>> Begin SELECTED PASSAGE

[PATCH 2/6] drm/amdgpu: add support of gfx10 register dump

Khatri, Sunil sukhatri at amd.com
Tue Apr 16 17:32:33 UTC 2024


On 4/16/2024 7:30 PM, Christian König wrote:
> Am 16.04.24 um 15:55 schrieb Alex Deucher:
>> On Tue, Apr 16, 2024 at 8:08 AM Sunil Khatri <sunil.khatri at amd.com> 
>> wrote:
>>> Adding gfx10 gc registers to be used for register
>>> dump via devcoredump during a gpu reset.
>>>
>>> Signed-off-by: Sunil Khatri <sunil.khatri at amd.com>
>>> ---
>>>   drivers/gpu/drm/amd/amdgpu/amdgpu.h           |  12 ++
>>>   drivers/gpu/drm/amd/amdgpu/amdgpu_gfx.h       |   4 +
>>>   drivers/gpu/drm/amd/amdgpu/gfx_v10_0.c        | 131 
>>> +++++++++++++++++-
>>>   .../include/asic_reg/gc/gc_10_1_0_offset.h    |  12 ++
>>>   4 files changed, 158 insertions(+), 1 deletion(-)

>> End SELECTED PASSAGE

EXERCISE SET:
1. Answer these questions about the patch thread, one per line:
(a) At what date and time was the reply from Sunil Khatri sent?
(b) According to the summary line, how many files changed and how many insertions were made?
(c) Through what mechanism are the gfx10 registers to be dumped?
2. Gather every line of the rows that contains the string "lake".
The rows have no connection to the patch thread.

>> Begin EXERCISE INPUTS

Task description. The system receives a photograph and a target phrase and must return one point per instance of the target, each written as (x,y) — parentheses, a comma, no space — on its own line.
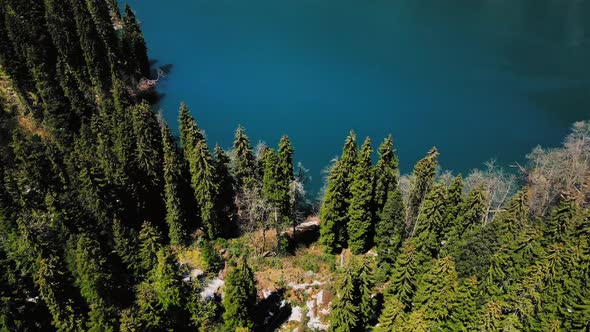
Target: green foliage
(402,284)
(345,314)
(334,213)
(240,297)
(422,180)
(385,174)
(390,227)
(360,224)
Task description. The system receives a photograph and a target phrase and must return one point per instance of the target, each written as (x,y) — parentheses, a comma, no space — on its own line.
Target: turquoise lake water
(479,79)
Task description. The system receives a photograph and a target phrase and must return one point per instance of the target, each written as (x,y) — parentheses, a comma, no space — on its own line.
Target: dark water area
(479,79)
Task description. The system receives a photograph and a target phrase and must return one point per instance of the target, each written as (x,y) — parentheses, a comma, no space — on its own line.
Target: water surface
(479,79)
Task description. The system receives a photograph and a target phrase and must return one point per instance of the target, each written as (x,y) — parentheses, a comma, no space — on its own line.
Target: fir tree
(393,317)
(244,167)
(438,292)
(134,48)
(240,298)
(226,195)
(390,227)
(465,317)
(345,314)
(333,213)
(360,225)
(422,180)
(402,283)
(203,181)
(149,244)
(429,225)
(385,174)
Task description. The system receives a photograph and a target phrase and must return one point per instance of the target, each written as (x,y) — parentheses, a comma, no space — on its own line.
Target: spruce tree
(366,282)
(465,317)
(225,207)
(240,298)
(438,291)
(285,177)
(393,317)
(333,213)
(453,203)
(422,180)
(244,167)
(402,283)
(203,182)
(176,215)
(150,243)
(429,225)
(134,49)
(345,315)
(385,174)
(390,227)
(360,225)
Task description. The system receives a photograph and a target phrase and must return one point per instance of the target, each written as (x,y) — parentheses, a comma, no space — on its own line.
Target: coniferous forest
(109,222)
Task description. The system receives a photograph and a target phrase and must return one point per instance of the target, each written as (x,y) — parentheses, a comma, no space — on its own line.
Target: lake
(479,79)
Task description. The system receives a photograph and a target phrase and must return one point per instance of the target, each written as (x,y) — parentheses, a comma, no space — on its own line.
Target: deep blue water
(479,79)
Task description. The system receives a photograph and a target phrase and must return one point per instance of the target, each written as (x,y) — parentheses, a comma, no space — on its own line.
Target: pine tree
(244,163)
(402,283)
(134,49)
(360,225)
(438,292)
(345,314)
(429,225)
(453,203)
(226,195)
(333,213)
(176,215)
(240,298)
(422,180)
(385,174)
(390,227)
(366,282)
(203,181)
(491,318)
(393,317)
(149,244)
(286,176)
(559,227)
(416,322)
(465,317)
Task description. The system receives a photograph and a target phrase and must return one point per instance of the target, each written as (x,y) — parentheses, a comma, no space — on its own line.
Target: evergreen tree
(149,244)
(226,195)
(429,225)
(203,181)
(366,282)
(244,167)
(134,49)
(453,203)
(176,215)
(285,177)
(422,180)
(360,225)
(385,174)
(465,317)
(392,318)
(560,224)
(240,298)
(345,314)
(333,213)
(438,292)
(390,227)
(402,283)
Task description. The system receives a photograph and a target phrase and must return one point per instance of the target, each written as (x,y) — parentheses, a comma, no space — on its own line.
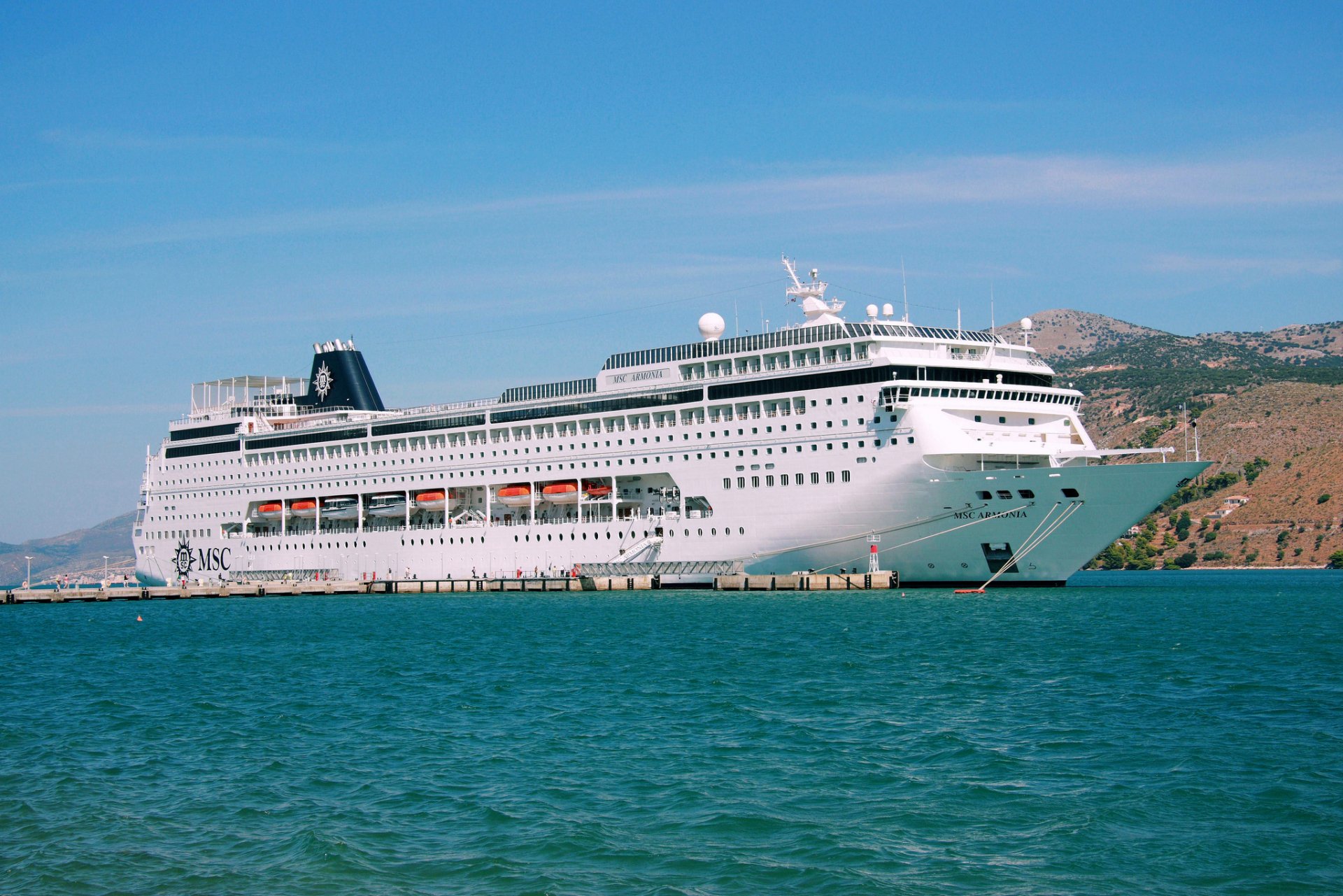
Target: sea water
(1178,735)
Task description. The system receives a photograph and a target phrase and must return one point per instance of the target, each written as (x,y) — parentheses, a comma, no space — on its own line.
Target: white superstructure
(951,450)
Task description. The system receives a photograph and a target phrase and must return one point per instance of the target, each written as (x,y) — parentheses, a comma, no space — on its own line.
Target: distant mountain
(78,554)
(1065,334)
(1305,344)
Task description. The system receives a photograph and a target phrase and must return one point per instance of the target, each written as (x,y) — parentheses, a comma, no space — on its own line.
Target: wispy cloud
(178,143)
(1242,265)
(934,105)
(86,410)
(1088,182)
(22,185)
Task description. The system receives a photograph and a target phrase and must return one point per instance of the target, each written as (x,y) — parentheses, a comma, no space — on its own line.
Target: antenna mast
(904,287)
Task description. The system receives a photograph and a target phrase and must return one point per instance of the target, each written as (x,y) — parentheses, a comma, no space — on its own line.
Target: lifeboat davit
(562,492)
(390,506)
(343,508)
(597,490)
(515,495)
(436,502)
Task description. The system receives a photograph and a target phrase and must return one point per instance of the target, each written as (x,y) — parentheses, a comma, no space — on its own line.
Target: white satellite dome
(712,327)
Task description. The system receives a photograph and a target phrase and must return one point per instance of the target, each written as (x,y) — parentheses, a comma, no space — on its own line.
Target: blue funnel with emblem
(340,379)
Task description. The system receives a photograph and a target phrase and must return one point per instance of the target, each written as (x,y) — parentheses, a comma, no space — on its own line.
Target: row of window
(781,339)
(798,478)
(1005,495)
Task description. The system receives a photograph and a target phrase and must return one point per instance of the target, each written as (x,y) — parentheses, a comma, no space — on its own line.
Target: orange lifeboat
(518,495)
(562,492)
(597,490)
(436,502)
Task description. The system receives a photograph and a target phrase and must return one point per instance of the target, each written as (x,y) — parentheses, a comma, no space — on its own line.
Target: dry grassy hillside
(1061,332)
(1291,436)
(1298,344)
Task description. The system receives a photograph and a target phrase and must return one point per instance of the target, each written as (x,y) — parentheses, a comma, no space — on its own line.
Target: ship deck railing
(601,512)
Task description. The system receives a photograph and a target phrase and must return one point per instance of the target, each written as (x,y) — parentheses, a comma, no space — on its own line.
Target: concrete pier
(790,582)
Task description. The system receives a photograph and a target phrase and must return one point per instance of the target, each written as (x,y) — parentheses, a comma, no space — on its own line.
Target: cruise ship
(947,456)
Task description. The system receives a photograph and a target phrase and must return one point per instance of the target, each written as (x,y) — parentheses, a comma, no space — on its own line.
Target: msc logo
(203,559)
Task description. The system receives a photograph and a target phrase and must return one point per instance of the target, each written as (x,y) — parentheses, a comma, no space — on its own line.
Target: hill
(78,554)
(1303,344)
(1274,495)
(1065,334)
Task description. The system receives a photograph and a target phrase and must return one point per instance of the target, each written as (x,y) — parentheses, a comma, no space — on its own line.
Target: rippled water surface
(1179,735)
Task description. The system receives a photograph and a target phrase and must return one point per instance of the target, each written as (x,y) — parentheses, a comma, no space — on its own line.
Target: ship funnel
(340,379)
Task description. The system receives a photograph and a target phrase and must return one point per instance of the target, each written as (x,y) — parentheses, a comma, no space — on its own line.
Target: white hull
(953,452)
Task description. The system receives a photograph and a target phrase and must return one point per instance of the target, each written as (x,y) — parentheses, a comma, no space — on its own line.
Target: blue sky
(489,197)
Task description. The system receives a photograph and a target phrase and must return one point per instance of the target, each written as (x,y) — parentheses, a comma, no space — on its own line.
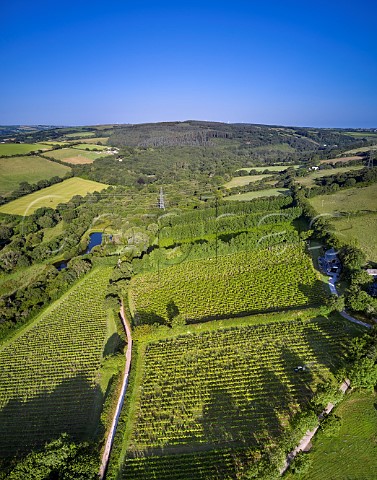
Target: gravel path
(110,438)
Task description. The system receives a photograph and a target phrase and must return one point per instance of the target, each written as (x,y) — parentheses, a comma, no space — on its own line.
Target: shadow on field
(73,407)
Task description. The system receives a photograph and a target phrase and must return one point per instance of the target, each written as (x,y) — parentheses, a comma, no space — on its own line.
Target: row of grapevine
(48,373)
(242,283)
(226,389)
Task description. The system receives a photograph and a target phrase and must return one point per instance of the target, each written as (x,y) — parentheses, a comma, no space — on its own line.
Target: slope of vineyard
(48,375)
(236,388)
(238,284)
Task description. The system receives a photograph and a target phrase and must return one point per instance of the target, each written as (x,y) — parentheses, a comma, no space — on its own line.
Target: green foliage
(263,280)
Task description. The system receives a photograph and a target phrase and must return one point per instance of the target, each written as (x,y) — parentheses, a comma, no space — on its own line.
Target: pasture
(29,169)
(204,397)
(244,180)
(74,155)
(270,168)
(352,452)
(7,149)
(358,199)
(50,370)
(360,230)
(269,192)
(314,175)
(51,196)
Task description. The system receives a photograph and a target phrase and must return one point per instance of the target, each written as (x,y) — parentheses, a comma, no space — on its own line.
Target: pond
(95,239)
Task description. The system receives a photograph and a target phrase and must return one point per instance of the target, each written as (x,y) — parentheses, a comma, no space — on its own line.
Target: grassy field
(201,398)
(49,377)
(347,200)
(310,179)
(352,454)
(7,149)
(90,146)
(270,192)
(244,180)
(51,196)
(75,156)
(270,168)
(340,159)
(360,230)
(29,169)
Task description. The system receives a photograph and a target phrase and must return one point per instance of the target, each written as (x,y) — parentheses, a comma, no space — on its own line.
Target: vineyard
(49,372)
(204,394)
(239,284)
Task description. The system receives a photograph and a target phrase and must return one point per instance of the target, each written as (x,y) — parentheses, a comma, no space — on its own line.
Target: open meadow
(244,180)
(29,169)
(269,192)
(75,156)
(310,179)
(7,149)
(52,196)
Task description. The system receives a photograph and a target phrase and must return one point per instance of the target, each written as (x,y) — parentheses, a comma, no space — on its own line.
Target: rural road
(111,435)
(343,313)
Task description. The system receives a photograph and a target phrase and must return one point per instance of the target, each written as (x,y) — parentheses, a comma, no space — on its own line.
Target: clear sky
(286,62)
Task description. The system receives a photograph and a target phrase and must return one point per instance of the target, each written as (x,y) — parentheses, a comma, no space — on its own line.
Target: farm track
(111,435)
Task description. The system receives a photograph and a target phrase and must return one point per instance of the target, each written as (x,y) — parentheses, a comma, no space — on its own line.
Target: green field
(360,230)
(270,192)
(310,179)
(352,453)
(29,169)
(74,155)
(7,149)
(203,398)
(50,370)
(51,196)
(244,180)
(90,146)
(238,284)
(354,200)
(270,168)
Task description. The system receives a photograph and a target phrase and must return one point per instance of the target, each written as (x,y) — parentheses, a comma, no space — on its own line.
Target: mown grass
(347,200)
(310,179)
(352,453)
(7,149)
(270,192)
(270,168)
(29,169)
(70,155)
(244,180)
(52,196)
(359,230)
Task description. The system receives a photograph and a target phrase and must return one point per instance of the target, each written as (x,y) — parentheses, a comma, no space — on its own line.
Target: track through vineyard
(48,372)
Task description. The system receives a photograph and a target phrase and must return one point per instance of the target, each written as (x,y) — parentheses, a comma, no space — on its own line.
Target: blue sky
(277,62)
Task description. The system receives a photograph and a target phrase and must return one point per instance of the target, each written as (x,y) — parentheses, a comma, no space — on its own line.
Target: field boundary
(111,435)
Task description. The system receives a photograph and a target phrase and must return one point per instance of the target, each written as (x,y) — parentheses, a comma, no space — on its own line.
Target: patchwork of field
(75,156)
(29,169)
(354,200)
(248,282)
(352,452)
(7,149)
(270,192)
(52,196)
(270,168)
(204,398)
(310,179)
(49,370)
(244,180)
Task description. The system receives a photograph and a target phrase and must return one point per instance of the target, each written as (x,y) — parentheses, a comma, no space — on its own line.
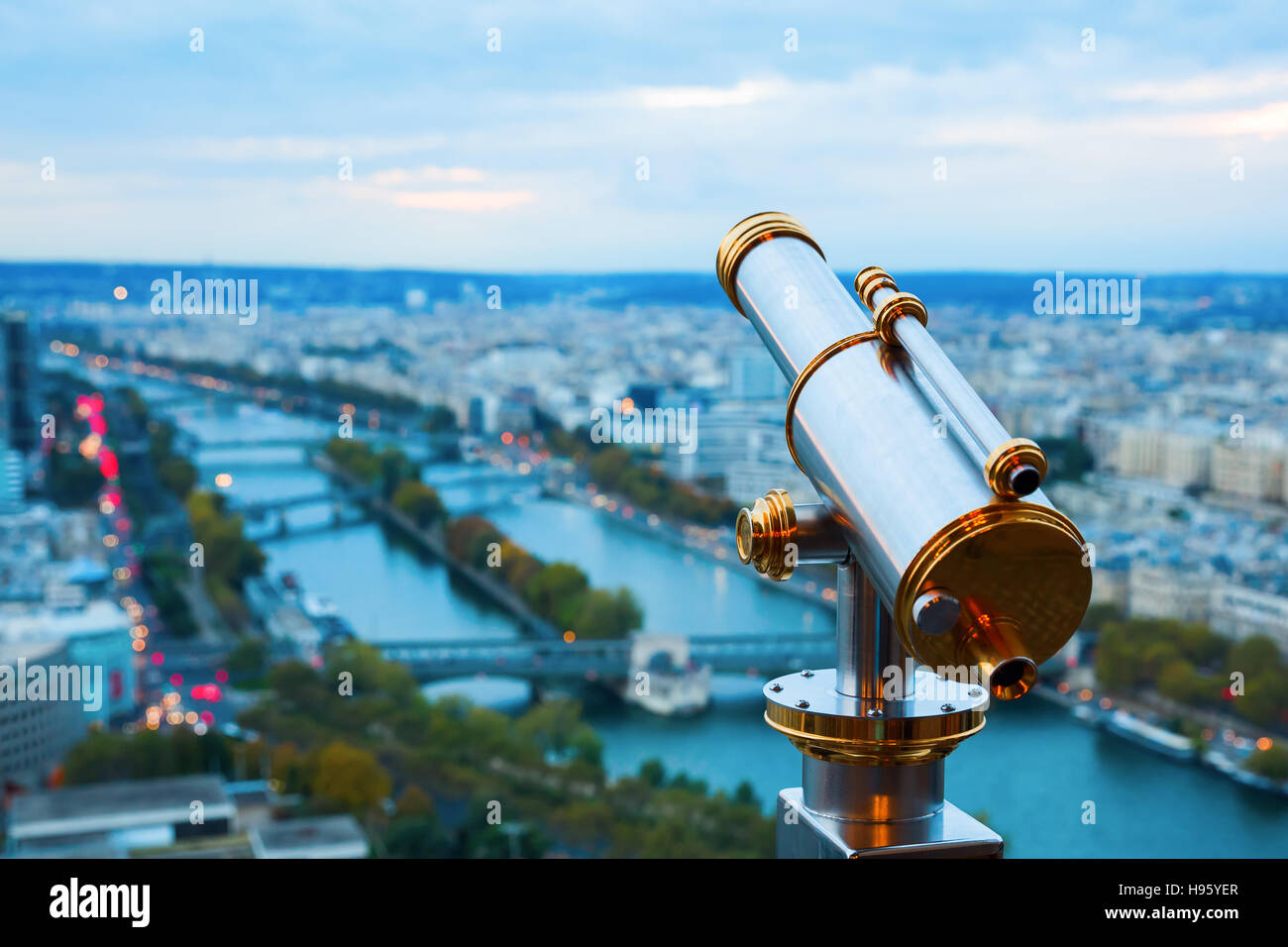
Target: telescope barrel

>> End EXERCISE INPUTS

RESPONSES FOR EACH TASK:
1.
(a) Tue Apr 16 17:32:33 UTC 2024
(b) 4 files changed, with 158 insertions
(c) Through devcoredump during a gpu reset

2.
Target: turquoise lake water
Target: lake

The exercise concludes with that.